Rewrite all of the items below with "closed bud" in place of "unopened bud" and everything else unchanged. Leave the pictures out of your copy.

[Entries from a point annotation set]
<<<<
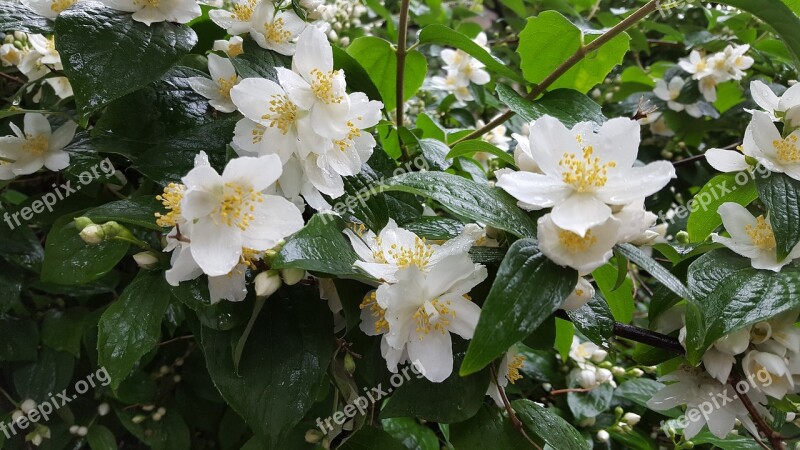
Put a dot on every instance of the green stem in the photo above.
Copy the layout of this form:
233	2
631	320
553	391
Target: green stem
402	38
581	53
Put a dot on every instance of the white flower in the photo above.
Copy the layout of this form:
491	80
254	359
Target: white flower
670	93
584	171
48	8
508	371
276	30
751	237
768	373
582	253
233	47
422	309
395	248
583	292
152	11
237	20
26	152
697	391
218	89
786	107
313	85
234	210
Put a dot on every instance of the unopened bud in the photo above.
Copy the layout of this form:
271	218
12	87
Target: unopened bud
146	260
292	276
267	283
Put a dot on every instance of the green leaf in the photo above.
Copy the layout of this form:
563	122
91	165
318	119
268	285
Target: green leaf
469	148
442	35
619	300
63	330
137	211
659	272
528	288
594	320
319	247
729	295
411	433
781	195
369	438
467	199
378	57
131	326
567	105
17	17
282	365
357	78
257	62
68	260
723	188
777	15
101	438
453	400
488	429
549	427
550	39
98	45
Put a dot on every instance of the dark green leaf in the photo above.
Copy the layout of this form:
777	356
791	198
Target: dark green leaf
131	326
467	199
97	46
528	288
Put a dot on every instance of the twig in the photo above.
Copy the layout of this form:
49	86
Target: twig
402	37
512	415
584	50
>>>>
**The solution**
Put a dot on every instance of the green stem in the photo above.
Copy the layout of this form:
233	2
631	320
553	391
Target: green stem
402	38
581	53
Put a dot on every instance of the white flower in the photo above.
Copy the layout of this form:
491	80
254	359
Target: white flower
670	93
584	171
48	8
508	371
276	30
751	237
768	373
582	253
233	47
422	309
395	248
583	292
152	11
237	20
26	152
697	391
218	89
786	107
313	85
234	210
Put a dot on every instance of the closed bud in the photo above.
Copy the layout of this form:
271	218
12	87
Target: closed bud
146	260
292	276
267	283
Put a dot on every instance of the green leaf in the photo above.
Copy the layout of this form:
563	122
91	165
318	119
268	285
Target: green leaf
469	148
442	35
619	300
63	330
137	211
659	272
528	288
594	320
319	247
729	295
411	433
781	195
369	438
467	199
378	57
131	326
567	105
17	17
282	365
357	78
257	62
68	260
723	188
777	15
101	438
453	400
488	429
549	427
550	39
98	45
Put a dot on every instance of the dark green leaf in the photo above.
Copy the layout of this form:
777	356
791	198
Target: dark green leaf
131	326
467	199
97	46
528	288
Put a dot on every instance of the twig in the photo above.
Copy the layout of this form:
49	86
Target: twig
402	37
512	415
584	50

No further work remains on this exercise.